Throughout the exhibition, which features 140 ensembles from both his haute couture and pret-á-porter work as well as fashion photographs, video displays of runway shows and television advertisements, and preparatory sketches, Gaultier buoyantly courts controversy and turns convention on its head. At almost every turn, he credits his grandmother for nurturing these impulses. Interviewed by exhibition curator Thierry-Maxime Loriot of the Montreal Museum of Fine Arts on the evening of the opening in Brooklyn, Gaultier recounted a story of finding corsets in his grandmother’s wardrobe and asking her what they were. “She was very open with me,” he said with wry irony, telling the young boy how women sometimes drank vinegar to induce stomach spasms in order to fit into them. Gaultier’s contribution was to transform this morsel into an insight about the erotic nature of corsets, bras, and bustiers— how to deploy them not as mechanisms of female bodily imprisonment but as symbols of raw feminine sexual emancipation and power.
It doesn’t hurt, of course, that the whiff of celebrity surrounds Gaultier. There are gowns worn by pop stars Beyoncé and Kylie Minogue and supermodels Naomi Campbell and Linda Evangelista, high art fashion photographs by the likes of Cindy Sherman and Alix Malka, and even clips from the 1990s of Gaultier hosting the English TV series “Eurotrash.” Madonna’s iconic cone-breasted corsets and armor-like bodices worn on her “Blond Ambition” tour (1989-90), are complemented by Gaultier’s sketchbook designs and a series of Polaroids from the original fittings.

→ **Material supplied**
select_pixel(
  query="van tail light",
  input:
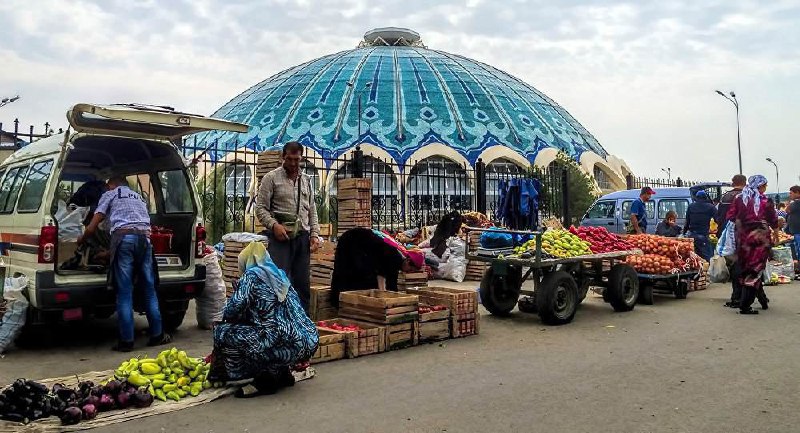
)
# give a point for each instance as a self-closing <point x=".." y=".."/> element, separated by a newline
<point x="200" y="241"/>
<point x="48" y="241"/>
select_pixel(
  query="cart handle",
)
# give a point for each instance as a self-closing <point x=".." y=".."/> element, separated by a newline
<point x="536" y="234"/>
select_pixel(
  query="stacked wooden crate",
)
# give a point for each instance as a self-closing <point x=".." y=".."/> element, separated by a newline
<point x="354" y="198"/>
<point x="322" y="264"/>
<point x="475" y="269"/>
<point x="320" y="305"/>
<point x="463" y="305"/>
<point x="410" y="280"/>
<point x="267" y="161"/>
<point x="332" y="346"/>
<point x="434" y="324"/>
<point x="398" y="312"/>
<point x="368" y="339"/>
<point x="230" y="263"/>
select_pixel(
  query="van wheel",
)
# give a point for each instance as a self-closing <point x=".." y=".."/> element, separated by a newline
<point x="171" y="320"/>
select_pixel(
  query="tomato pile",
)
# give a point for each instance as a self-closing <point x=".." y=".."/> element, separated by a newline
<point x="429" y="309"/>
<point x="601" y="240"/>
<point x="651" y="264"/>
<point x="663" y="255"/>
<point x="337" y="327"/>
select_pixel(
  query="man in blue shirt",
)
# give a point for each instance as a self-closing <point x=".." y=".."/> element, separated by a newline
<point x="639" y="211"/>
<point x="698" y="224"/>
<point x="131" y="253"/>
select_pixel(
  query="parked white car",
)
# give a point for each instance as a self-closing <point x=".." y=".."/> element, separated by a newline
<point x="136" y="141"/>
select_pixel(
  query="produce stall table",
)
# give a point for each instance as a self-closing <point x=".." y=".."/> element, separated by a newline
<point x="677" y="283"/>
<point x="559" y="284"/>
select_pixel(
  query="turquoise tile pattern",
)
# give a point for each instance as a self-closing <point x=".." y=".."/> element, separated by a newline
<point x="415" y="96"/>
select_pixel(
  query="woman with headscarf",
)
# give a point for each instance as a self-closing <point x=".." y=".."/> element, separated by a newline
<point x="264" y="330"/>
<point x="370" y="259"/>
<point x="754" y="215"/>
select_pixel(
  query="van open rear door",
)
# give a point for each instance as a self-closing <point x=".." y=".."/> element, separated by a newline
<point x="144" y="121"/>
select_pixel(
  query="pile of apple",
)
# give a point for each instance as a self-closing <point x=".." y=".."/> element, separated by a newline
<point x="679" y="251"/>
<point x="430" y="309"/>
<point x="601" y="240"/>
<point x="651" y="264"/>
<point x="338" y="327"/>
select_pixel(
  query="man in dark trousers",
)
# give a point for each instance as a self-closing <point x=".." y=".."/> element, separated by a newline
<point x="698" y="224"/>
<point x="131" y="254"/>
<point x="285" y="205"/>
<point x="725" y="202"/>
<point x="638" y="223"/>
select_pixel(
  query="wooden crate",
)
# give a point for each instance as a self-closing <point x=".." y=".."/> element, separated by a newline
<point x="411" y="280"/>
<point x="332" y="346"/>
<point x="463" y="305"/>
<point x="320" y="305"/>
<point x="369" y="340"/>
<point x="433" y="326"/>
<point x="230" y="260"/>
<point x="379" y="306"/>
<point x="475" y="269"/>
<point x="401" y="336"/>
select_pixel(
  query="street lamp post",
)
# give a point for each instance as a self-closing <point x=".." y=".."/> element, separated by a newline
<point x="777" y="175"/>
<point x="735" y="103"/>
<point x="6" y="101"/>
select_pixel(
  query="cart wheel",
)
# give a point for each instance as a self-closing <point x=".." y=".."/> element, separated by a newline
<point x="623" y="287"/>
<point x="527" y="305"/>
<point x="646" y="294"/>
<point x="557" y="298"/>
<point x="499" y="293"/>
<point x="681" y="290"/>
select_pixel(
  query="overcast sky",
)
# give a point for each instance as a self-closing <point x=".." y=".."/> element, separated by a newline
<point x="639" y="75"/>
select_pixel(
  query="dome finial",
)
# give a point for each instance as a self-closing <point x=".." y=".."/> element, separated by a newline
<point x="391" y="36"/>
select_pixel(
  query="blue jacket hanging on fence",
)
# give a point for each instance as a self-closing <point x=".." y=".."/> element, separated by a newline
<point x="518" y="207"/>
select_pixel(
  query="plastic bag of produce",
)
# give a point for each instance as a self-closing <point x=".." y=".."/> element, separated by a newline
<point x="70" y="221"/>
<point x="454" y="269"/>
<point x="718" y="270"/>
<point x="726" y="246"/>
<point x="16" y="309"/>
<point x="211" y="300"/>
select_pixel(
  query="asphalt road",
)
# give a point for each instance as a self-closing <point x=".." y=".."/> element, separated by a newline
<point x="677" y="366"/>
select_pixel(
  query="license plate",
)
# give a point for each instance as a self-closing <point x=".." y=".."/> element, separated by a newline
<point x="73" y="314"/>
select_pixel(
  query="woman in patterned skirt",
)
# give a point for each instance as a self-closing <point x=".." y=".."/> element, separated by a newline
<point x="264" y="331"/>
<point x="753" y="214"/>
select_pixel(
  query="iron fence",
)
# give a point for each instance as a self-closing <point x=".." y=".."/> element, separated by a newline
<point x="634" y="182"/>
<point x="418" y="194"/>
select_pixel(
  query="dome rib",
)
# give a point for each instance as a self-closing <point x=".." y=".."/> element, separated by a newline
<point x="350" y="91"/>
<point x="448" y="95"/>
<point x="292" y="111"/>
<point x="500" y="112"/>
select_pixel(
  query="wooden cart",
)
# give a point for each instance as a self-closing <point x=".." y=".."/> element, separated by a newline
<point x="559" y="285"/>
<point x="677" y="283"/>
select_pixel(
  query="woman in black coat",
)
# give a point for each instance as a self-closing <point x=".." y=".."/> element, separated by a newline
<point x="362" y="255"/>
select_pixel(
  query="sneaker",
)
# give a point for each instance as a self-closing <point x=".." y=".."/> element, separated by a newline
<point x="160" y="340"/>
<point x="123" y="346"/>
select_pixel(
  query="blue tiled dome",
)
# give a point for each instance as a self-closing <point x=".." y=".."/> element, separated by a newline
<point x="411" y="96"/>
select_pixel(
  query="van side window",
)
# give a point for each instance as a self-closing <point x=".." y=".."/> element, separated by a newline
<point x="679" y="206"/>
<point x="142" y="184"/>
<point x="9" y="189"/>
<point x="602" y="209"/>
<point x="176" y="192"/>
<point x="650" y="207"/>
<point x="33" y="191"/>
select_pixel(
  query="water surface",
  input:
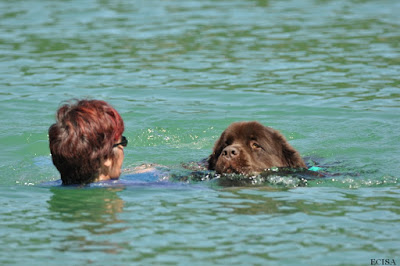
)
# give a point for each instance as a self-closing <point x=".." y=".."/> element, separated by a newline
<point x="324" y="73"/>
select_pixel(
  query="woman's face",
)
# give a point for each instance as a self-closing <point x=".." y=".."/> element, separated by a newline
<point x="116" y="165"/>
<point x="111" y="168"/>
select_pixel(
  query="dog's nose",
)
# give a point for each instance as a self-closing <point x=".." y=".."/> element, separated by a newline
<point x="230" y="152"/>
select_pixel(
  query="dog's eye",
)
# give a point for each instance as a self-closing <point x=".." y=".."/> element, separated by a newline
<point x="255" y="145"/>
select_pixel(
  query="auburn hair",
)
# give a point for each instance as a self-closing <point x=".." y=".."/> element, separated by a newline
<point x="82" y="138"/>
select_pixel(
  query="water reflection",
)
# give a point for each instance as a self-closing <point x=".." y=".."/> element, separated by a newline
<point x="86" y="216"/>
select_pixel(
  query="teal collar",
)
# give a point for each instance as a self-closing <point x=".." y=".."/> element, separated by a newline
<point x="315" y="168"/>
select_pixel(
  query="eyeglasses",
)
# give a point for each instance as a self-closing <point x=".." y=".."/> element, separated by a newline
<point x="124" y="142"/>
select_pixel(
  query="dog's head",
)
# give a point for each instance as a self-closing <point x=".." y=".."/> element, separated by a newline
<point x="250" y="148"/>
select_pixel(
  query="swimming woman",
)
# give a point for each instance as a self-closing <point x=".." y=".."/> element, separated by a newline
<point x="86" y="142"/>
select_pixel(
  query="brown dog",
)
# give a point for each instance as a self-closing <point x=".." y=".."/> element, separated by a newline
<point x="250" y="148"/>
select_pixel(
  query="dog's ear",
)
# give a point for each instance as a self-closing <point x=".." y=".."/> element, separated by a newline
<point x="218" y="147"/>
<point x="290" y="156"/>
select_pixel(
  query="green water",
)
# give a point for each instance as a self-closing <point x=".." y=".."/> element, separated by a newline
<point x="324" y="73"/>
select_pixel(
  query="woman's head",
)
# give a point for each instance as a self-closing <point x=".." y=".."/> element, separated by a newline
<point x="82" y="142"/>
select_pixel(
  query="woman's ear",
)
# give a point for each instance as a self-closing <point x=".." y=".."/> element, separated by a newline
<point x="107" y="163"/>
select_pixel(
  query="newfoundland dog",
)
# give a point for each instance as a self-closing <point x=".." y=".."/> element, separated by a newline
<point x="251" y="148"/>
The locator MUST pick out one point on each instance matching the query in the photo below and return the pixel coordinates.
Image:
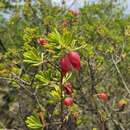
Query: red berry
(42, 41)
(74, 58)
(103, 96)
(122, 103)
(68, 101)
(65, 65)
(68, 88)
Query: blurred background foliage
(99, 31)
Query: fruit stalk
(61, 88)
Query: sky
(79, 3)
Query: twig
(121, 76)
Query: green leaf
(33, 122)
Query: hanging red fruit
(74, 58)
(65, 65)
(42, 41)
(68, 88)
(68, 101)
(103, 96)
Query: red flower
(74, 58)
(42, 41)
(68, 101)
(65, 65)
(103, 96)
(68, 88)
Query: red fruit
(103, 96)
(122, 103)
(68, 101)
(42, 41)
(65, 65)
(68, 88)
(74, 12)
(74, 58)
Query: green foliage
(33, 122)
(30, 73)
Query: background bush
(29, 72)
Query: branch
(120, 75)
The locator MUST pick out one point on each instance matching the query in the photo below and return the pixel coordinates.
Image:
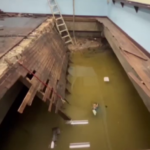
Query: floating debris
(77, 122)
(106, 79)
(79, 145)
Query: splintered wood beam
(29, 96)
(48, 90)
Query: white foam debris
(106, 79)
(79, 145)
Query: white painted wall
(83, 7)
(136, 25)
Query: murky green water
(122, 123)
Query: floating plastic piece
(78, 122)
(79, 145)
(106, 79)
(94, 112)
(52, 145)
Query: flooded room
(74, 75)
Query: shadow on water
(30, 130)
(122, 122)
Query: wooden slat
(48, 91)
(35, 84)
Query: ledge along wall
(44, 52)
(135, 24)
(83, 7)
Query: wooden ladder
(60, 23)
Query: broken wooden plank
(48, 90)
(140, 83)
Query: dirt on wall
(40, 56)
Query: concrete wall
(83, 7)
(8, 99)
(136, 25)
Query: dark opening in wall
(10, 113)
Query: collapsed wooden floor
(130, 55)
(40, 54)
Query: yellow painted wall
(141, 1)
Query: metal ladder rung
(68, 41)
(63, 30)
(61, 25)
(65, 36)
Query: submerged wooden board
(138, 62)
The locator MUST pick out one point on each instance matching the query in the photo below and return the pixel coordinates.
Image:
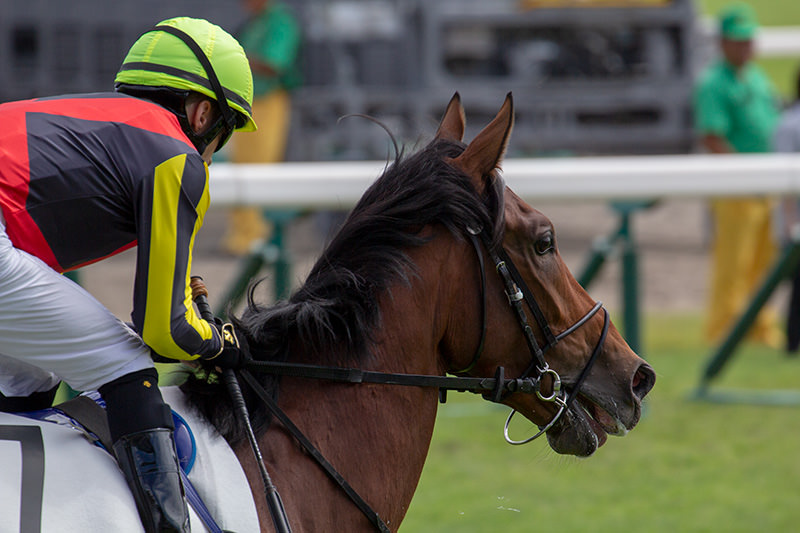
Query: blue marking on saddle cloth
(185, 445)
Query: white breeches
(51, 329)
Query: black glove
(234, 353)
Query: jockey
(83, 177)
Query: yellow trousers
(743, 251)
(272, 113)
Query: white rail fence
(339, 185)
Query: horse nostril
(643, 381)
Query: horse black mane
(330, 320)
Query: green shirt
(741, 108)
(273, 36)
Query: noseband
(518, 293)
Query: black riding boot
(141, 430)
(150, 464)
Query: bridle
(493, 389)
(517, 292)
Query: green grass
(689, 466)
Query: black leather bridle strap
(538, 315)
(356, 376)
(589, 364)
(278, 413)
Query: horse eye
(545, 244)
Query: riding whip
(274, 502)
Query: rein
(493, 389)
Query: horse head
(603, 380)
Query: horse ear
(452, 125)
(484, 153)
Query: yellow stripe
(161, 269)
(191, 316)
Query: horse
(403, 296)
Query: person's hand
(234, 353)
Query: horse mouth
(584, 428)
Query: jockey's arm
(171, 211)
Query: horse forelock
(331, 319)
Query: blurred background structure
(585, 79)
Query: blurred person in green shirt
(271, 39)
(736, 111)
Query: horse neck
(376, 436)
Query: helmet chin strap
(227, 119)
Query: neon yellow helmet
(188, 54)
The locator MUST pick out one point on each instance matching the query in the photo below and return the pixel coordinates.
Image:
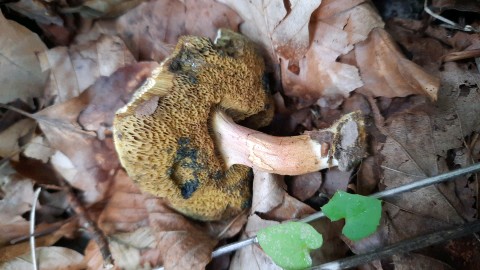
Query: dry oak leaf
(16, 200)
(387, 73)
(157, 235)
(48, 258)
(252, 257)
(39, 11)
(281, 27)
(21, 75)
(89, 150)
(183, 243)
(419, 140)
(10, 138)
(95, 9)
(151, 29)
(73, 69)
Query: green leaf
(362, 214)
(289, 244)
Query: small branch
(32, 228)
(404, 246)
(92, 228)
(389, 192)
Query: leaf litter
(333, 57)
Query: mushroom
(178, 137)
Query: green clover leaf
(289, 244)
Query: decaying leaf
(281, 27)
(12, 138)
(48, 258)
(21, 75)
(16, 200)
(91, 157)
(418, 145)
(74, 69)
(387, 73)
(39, 11)
(102, 8)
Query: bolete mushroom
(178, 138)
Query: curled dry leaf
(387, 73)
(74, 69)
(16, 201)
(281, 27)
(182, 243)
(12, 137)
(21, 75)
(130, 250)
(151, 29)
(336, 29)
(39, 148)
(253, 257)
(48, 258)
(39, 11)
(95, 9)
(418, 144)
(91, 157)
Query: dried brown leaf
(38, 148)
(21, 75)
(336, 29)
(387, 73)
(77, 67)
(39, 11)
(151, 29)
(281, 27)
(305, 186)
(48, 258)
(95, 9)
(16, 200)
(418, 144)
(182, 243)
(253, 257)
(91, 158)
(12, 137)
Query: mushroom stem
(342, 145)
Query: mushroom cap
(163, 135)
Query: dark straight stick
(403, 246)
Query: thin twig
(449, 23)
(404, 246)
(92, 228)
(32, 228)
(386, 193)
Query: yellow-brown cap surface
(163, 137)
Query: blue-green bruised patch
(247, 203)
(189, 187)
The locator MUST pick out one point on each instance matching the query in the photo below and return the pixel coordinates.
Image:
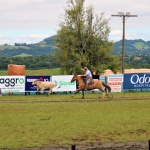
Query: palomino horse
(96, 84)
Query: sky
(31, 21)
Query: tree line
(31, 62)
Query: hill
(46, 47)
(42, 48)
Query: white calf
(44, 85)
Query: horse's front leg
(77, 91)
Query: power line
(123, 16)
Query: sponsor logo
(11, 82)
(135, 79)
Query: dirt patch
(100, 146)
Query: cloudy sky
(31, 21)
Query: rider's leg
(86, 86)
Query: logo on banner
(135, 79)
(11, 81)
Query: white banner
(115, 82)
(12, 84)
(63, 83)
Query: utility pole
(123, 16)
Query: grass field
(44, 72)
(38, 120)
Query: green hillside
(47, 47)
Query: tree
(82, 40)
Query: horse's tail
(107, 86)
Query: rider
(88, 75)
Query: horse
(96, 84)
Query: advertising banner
(30, 79)
(136, 81)
(12, 84)
(115, 82)
(63, 83)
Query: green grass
(34, 124)
(44, 72)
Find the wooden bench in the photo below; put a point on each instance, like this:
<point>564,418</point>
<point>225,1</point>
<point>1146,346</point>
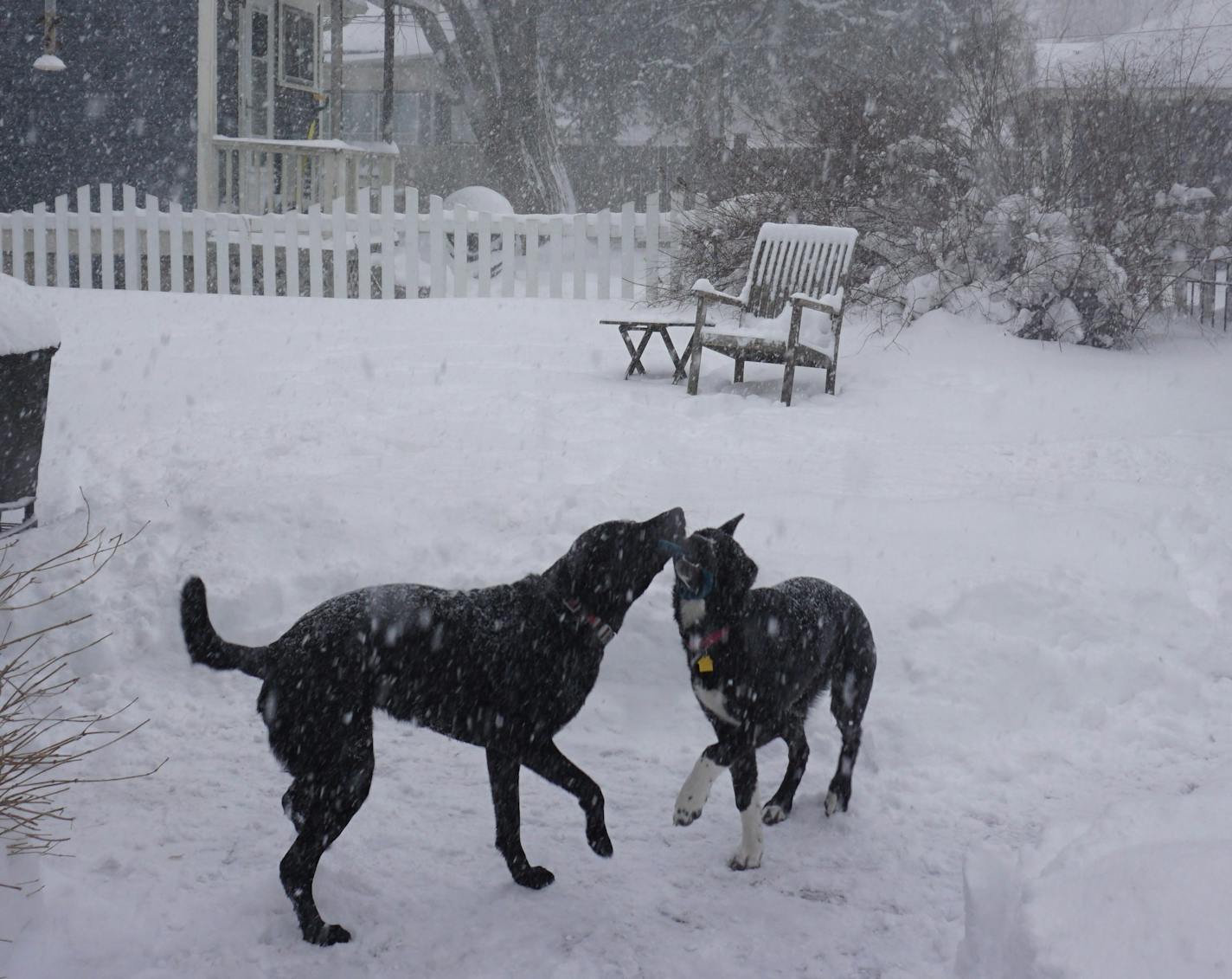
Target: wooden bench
<point>805,265</point>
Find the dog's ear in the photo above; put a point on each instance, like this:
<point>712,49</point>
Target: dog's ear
<point>744,571</point>
<point>729,526</point>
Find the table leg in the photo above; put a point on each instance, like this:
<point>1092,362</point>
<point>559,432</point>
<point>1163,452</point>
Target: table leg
<point>682,363</point>
<point>635,362</point>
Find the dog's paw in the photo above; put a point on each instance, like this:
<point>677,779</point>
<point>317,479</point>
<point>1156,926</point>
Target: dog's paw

→ **Requirement 1**
According to the Gaultier exhibition text, how many ensembles does the exhibition feature?
→ **Requirement 2**
In the Gaultier exhibition text, what reason does the grandmother give for why women sometimes drank vinegar?
→ **Requirement 3**
State whether each statement agrees with the Gaultier exhibition text. Answer yes or no, and quote the deciding words.
(a) The exhibition's curator is from the Montreal Museum of Fine Arts.
(b) Gaultier hosted a French TV series called "Eurotrash."
(c) The exhibition includes Polaroids from the original fittings of Madonna's tour costumes.

→ **Reply 1**
140 ensembles.

→ **Reply 2**
Women drank vinegar to induce stomach spasms so that they could fit into corsets.

→ **Reply 3**
(a) Yes: "exhibition curator Thierry-Maxime Loriot of the Montreal Museum of Fine Arts"
(b) No: "Gaultier hosting the English TV series “Eurotrash.”"
(c) Yes: "a series of Polaroids from the original fittings"